Count the lines in the rows below that contain the string "negative" and give only that number.
────────
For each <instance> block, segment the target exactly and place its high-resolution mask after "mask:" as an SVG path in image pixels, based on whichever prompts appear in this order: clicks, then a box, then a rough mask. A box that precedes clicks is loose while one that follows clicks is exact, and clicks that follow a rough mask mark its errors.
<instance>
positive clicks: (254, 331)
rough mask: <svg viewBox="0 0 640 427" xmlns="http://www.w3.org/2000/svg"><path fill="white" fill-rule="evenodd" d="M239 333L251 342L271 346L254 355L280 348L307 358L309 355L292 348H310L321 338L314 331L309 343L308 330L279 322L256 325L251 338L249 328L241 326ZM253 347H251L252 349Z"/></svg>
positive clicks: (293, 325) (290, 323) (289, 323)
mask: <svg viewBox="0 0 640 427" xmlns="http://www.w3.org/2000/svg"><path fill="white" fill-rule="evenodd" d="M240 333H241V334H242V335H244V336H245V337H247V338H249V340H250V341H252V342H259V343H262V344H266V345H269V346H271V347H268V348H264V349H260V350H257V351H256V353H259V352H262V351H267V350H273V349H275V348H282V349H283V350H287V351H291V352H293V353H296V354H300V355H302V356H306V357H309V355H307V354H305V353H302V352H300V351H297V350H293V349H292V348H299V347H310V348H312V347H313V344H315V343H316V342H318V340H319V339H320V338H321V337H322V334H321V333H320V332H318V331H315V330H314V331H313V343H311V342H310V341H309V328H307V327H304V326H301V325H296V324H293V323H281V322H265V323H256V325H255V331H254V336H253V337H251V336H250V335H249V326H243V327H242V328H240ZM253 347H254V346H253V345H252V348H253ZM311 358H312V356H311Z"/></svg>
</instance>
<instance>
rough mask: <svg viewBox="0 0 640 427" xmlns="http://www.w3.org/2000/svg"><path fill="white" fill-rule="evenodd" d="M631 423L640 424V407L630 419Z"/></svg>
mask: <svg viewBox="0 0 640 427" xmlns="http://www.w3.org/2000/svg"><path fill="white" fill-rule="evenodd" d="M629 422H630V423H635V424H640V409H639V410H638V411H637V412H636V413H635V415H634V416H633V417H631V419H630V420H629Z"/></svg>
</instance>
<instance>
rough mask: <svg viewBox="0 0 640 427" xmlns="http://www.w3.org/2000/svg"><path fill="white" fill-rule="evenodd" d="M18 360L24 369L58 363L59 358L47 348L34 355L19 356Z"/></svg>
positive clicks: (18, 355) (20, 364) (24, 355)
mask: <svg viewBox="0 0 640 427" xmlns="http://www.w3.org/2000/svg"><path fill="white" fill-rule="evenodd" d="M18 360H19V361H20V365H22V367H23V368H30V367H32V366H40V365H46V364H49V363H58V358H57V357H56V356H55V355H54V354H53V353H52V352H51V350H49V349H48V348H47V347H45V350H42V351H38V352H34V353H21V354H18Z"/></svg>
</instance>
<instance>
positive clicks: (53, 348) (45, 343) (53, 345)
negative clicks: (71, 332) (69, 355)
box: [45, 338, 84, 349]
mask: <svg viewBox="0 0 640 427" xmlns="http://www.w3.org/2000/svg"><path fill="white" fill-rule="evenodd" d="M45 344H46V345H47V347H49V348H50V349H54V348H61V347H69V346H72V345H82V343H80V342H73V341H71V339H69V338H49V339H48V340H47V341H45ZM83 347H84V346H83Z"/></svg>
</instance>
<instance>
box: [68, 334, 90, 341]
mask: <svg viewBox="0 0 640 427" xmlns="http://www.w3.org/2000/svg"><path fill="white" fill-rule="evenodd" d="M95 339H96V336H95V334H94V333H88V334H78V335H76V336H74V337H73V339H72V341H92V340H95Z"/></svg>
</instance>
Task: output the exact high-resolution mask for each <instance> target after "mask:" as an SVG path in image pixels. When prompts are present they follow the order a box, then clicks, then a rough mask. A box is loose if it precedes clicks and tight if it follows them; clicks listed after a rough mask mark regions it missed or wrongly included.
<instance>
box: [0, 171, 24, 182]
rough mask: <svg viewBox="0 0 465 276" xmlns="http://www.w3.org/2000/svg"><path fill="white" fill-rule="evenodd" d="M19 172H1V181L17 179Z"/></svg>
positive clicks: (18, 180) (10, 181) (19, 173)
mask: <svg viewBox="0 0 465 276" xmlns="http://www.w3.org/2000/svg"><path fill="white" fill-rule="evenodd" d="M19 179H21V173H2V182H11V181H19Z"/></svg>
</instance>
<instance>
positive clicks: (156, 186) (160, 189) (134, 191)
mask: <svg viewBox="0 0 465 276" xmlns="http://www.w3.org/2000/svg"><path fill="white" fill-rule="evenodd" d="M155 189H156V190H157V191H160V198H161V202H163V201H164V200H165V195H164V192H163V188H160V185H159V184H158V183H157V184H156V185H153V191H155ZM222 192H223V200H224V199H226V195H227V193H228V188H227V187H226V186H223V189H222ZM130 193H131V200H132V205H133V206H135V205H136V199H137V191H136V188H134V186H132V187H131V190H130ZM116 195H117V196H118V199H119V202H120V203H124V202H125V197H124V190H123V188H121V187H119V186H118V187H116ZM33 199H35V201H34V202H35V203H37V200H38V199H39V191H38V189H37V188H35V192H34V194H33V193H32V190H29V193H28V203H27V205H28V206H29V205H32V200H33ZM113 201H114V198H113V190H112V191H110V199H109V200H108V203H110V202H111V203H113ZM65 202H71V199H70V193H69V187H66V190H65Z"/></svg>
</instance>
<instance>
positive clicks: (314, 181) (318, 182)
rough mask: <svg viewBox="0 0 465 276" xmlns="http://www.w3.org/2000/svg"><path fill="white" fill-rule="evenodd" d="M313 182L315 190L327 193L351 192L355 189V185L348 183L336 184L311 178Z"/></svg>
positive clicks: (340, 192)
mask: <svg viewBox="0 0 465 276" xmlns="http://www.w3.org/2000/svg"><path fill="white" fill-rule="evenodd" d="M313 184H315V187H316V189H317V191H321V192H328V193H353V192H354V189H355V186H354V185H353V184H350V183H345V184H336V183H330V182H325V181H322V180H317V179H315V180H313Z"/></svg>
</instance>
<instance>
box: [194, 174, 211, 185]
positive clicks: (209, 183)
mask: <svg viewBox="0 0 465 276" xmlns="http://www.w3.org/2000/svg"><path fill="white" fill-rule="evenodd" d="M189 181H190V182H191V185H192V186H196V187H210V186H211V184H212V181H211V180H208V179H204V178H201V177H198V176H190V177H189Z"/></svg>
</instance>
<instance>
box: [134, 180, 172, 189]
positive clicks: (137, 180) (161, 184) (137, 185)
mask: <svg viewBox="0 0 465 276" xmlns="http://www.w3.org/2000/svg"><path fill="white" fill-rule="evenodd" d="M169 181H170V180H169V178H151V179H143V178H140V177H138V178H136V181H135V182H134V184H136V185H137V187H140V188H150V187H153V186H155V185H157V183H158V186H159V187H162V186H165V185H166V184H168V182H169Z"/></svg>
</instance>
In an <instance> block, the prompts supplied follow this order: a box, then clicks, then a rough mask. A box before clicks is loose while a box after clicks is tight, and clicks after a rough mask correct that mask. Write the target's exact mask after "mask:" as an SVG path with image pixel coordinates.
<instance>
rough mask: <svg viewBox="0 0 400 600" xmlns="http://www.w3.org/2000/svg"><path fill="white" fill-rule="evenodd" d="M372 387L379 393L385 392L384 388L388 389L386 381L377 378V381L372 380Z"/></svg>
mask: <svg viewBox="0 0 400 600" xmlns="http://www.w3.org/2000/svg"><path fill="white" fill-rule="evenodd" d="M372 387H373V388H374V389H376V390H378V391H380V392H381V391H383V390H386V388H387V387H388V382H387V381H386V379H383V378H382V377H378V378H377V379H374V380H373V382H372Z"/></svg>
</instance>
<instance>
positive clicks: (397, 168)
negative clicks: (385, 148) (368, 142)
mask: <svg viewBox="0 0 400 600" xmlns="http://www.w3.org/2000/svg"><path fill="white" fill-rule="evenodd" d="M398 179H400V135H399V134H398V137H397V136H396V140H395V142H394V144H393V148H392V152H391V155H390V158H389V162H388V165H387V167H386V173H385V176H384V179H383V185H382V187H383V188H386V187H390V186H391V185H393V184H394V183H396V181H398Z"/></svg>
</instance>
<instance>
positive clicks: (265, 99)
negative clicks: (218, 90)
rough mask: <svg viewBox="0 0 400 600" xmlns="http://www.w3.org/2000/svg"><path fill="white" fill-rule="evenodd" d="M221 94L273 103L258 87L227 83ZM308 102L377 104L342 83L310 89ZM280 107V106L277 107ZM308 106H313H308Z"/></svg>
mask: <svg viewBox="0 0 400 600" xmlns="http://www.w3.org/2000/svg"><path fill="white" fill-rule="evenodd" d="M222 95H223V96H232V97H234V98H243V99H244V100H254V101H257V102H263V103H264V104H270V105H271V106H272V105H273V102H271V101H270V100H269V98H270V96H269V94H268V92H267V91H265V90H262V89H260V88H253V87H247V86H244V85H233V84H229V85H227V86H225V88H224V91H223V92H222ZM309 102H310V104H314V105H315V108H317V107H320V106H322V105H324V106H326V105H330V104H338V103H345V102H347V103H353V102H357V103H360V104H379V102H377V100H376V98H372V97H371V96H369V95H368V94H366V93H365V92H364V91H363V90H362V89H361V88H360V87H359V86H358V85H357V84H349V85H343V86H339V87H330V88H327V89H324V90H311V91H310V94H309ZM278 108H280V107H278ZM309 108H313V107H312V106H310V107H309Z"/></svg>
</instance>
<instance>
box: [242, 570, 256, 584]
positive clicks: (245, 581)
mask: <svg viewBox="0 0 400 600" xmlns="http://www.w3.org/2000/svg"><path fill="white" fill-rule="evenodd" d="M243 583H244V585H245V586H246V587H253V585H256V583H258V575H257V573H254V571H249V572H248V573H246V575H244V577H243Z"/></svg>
────────
**Response area:** 3